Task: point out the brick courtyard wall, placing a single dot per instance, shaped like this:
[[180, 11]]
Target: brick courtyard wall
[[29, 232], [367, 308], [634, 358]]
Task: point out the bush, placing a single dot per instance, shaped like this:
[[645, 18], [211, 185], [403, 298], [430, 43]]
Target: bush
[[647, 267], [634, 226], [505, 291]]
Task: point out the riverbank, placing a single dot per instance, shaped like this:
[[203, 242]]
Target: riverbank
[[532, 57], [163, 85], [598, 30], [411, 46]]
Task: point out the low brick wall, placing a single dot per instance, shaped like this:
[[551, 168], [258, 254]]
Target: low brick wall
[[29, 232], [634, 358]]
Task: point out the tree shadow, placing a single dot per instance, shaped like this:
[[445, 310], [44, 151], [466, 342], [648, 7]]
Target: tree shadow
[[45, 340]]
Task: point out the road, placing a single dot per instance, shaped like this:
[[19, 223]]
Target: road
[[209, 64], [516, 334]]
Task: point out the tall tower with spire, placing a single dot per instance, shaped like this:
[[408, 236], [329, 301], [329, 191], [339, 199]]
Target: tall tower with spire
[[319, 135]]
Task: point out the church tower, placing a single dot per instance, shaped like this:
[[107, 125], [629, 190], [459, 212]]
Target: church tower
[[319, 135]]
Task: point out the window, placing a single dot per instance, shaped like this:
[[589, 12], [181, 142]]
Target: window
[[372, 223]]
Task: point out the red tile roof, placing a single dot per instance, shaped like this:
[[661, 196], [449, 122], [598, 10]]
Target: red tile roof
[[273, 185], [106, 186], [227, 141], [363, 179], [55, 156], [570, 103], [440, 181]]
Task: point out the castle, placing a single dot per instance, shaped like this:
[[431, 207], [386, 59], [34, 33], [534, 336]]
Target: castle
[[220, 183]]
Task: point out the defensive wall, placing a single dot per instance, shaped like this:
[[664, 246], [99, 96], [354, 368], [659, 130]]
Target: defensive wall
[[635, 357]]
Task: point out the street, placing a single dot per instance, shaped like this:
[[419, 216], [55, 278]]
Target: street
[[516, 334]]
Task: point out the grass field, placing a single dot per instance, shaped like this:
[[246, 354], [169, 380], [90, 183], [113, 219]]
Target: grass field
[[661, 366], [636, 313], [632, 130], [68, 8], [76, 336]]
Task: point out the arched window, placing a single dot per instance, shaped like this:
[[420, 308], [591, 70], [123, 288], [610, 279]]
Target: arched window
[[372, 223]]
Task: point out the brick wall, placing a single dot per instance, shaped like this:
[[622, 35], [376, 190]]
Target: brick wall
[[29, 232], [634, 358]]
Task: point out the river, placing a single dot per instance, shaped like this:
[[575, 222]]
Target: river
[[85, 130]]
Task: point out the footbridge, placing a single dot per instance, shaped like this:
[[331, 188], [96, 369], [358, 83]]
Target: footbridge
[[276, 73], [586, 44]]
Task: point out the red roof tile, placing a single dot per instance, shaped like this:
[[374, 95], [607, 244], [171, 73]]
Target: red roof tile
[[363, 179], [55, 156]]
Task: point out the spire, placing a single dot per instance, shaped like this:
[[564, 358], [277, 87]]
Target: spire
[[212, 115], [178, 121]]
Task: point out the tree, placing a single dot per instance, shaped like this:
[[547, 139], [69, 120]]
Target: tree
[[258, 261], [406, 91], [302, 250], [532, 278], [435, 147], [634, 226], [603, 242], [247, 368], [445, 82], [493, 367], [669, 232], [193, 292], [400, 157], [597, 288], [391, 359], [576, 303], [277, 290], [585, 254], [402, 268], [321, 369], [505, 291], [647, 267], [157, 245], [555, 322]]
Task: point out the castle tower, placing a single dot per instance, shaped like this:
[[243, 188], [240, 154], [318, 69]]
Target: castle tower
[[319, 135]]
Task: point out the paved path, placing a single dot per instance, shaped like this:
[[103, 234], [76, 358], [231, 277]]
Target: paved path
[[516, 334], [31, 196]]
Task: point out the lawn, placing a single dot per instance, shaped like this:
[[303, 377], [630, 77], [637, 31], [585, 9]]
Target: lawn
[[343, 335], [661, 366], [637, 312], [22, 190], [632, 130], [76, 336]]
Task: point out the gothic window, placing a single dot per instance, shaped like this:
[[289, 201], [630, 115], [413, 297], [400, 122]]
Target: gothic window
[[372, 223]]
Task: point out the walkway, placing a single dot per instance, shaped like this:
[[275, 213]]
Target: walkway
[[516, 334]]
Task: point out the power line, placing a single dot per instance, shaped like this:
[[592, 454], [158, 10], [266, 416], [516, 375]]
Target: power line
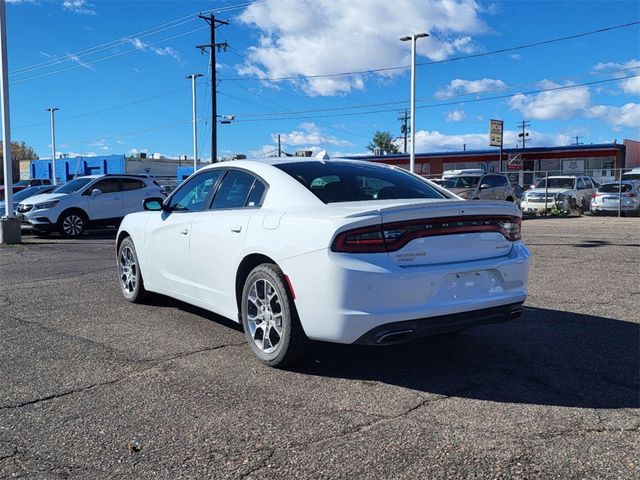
[[85, 64], [402, 102], [457, 102], [448, 60], [124, 40]]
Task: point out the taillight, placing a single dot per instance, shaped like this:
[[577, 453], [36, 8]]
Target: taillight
[[360, 240], [390, 237]]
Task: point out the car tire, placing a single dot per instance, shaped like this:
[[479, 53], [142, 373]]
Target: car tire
[[72, 224], [129, 274], [271, 324]]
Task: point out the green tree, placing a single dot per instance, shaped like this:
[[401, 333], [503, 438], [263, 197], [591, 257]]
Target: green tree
[[383, 141], [19, 151]]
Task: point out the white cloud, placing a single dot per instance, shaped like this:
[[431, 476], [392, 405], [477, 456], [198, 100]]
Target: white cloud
[[460, 86], [309, 37], [162, 52], [309, 135], [628, 85], [456, 115], [556, 104], [574, 102], [79, 6], [626, 116]]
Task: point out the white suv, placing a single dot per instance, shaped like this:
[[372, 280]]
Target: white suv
[[85, 202], [564, 192]]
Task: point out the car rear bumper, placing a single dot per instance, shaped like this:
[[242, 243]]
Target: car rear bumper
[[347, 297], [399, 332]]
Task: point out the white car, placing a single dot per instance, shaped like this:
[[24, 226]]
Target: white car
[[564, 192], [87, 202], [339, 251], [608, 197]]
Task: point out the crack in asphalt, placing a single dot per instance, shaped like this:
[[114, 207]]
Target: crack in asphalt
[[61, 277], [156, 364], [363, 426]]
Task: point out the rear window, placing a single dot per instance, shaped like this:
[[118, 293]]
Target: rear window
[[614, 188], [355, 182], [461, 182]]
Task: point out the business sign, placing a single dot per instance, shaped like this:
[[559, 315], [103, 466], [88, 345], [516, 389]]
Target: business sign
[[495, 133], [573, 166]]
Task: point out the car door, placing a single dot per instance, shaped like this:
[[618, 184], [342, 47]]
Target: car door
[[167, 234], [218, 235], [134, 191], [107, 202]]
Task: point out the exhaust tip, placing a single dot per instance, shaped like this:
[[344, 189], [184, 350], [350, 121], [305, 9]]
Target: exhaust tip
[[515, 314], [395, 337]]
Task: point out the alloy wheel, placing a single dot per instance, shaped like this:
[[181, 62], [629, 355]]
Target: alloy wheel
[[265, 315], [128, 270], [73, 225]]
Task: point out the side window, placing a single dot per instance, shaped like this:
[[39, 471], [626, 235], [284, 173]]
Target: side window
[[491, 180], [108, 185], [193, 195], [132, 184], [255, 196], [234, 190]]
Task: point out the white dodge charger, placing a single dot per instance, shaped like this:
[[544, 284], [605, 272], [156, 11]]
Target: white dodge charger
[[339, 251]]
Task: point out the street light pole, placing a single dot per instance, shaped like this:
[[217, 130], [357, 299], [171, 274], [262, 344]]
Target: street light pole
[[193, 77], [53, 143], [413, 38]]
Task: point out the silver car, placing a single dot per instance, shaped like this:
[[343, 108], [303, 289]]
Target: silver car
[[609, 196]]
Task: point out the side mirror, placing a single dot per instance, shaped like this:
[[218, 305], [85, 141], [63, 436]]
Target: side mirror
[[154, 204]]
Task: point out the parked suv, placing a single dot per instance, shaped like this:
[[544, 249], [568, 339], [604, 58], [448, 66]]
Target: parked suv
[[564, 192], [476, 185], [22, 184], [87, 201], [607, 198]]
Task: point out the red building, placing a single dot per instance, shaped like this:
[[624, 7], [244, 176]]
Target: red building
[[601, 161]]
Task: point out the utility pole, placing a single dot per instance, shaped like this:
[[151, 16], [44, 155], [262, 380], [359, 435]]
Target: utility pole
[[403, 128], [524, 125], [53, 143], [212, 47], [9, 224], [193, 77]]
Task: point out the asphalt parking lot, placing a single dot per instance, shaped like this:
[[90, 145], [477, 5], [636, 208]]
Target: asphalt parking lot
[[93, 387]]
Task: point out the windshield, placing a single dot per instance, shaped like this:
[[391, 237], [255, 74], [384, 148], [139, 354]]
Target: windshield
[[557, 183], [355, 182], [26, 193], [73, 186], [460, 182], [615, 188]]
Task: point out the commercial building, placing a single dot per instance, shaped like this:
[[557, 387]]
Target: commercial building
[[523, 165]]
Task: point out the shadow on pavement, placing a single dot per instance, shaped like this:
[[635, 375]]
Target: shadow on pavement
[[547, 357]]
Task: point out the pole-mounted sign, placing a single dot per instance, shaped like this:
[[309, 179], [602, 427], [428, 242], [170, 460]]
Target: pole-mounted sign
[[495, 133]]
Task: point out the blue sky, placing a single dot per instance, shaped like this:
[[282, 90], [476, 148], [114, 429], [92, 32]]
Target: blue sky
[[116, 70]]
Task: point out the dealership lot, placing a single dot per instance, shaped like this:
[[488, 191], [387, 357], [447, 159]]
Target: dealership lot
[[94, 387]]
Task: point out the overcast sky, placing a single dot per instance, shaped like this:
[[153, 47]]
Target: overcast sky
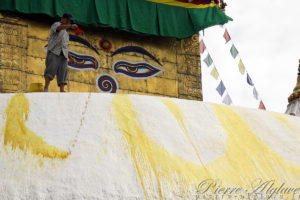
[[267, 36]]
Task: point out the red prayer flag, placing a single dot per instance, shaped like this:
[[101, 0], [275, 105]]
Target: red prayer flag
[[262, 106], [78, 31], [202, 46], [227, 36]]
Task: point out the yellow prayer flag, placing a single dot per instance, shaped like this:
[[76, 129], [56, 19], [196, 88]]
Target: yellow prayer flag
[[241, 67], [214, 73]]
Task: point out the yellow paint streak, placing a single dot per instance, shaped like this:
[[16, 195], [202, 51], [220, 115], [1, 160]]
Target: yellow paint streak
[[150, 159], [245, 159], [283, 119], [18, 135], [175, 110]]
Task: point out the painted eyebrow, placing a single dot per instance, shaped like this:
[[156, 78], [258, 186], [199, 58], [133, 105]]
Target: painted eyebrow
[[80, 40], [137, 50]]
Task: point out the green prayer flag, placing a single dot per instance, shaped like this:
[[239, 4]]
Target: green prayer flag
[[241, 67], [208, 60], [214, 73]]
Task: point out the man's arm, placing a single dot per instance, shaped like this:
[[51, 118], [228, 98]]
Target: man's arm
[[67, 26]]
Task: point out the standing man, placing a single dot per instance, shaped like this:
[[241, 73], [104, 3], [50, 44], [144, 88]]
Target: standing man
[[58, 52]]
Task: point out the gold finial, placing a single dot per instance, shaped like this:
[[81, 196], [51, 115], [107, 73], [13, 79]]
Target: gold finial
[[296, 92]]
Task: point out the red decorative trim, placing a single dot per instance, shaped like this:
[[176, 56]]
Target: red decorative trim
[[198, 2]]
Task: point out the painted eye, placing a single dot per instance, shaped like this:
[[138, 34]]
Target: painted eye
[[83, 62], [137, 70]]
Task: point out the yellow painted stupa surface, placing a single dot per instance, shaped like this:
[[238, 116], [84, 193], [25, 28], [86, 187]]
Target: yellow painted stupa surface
[[105, 146]]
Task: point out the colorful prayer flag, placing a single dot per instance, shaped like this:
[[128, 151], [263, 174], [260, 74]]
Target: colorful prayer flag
[[208, 60], [249, 80], [242, 68], [221, 88], [226, 36], [262, 106], [234, 52], [214, 73], [227, 100], [202, 47], [255, 94]]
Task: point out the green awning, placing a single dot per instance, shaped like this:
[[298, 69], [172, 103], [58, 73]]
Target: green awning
[[167, 18]]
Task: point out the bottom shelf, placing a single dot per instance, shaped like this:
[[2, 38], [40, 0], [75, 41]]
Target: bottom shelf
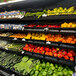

▬▬▬▬▬▬▬▬▬▬

PROBLEM STATEMENT — Quote verbatim the lines of the listing between the line holding "Task: point out the white cloud, placing" and the line holding "[[167, 234], [218, 235], [134, 191], [107, 202]]", inclusive.

RESPONSE BELOW —
Task: point out the white cloud, placing a single dot per instance, shaped like this:
[[431, 476], [392, 405], [477, 456], [198, 100]]
Target: white cloud
[[460, 86], [309, 37], [162, 52], [309, 135], [628, 85], [456, 115], [556, 104], [574, 102], [79, 6], [626, 116]]
Task: point out the white suv, placing a single dot per instance, shaped like this:
[[372, 280]]
Target: white suv
[[85, 202], [564, 192]]
Task: point out the car rear bumper, placing a single dot per instance, shaped like this:
[[242, 243]]
Target: car rear bumper
[[347, 297], [399, 332]]
Task: point out the white car, placing a single dot per instance, shaped like this:
[[24, 226]]
Target: white car
[[564, 192], [87, 202], [339, 251], [608, 197]]
Task: point out the crack in asphalt, placing a single dot per instance, shaped like this:
[[114, 207]]
Target: crack in asphalt
[[61, 277], [156, 364], [363, 426]]
Task: point out the rear window, placing a single dot per instance, shaped like this:
[[118, 293]]
Target: rear window
[[614, 188], [355, 182], [461, 182]]
Task: point out the business sign, placing a single dot per instance, shaped like this:
[[559, 315], [103, 466], [88, 345], [516, 389]]
Target: business sign
[[495, 133], [573, 166]]
Task: point out the car door, placing a single dot per instance, shaped like this:
[[618, 184], [342, 47]]
Target: car door
[[167, 234], [218, 235], [134, 191], [107, 202]]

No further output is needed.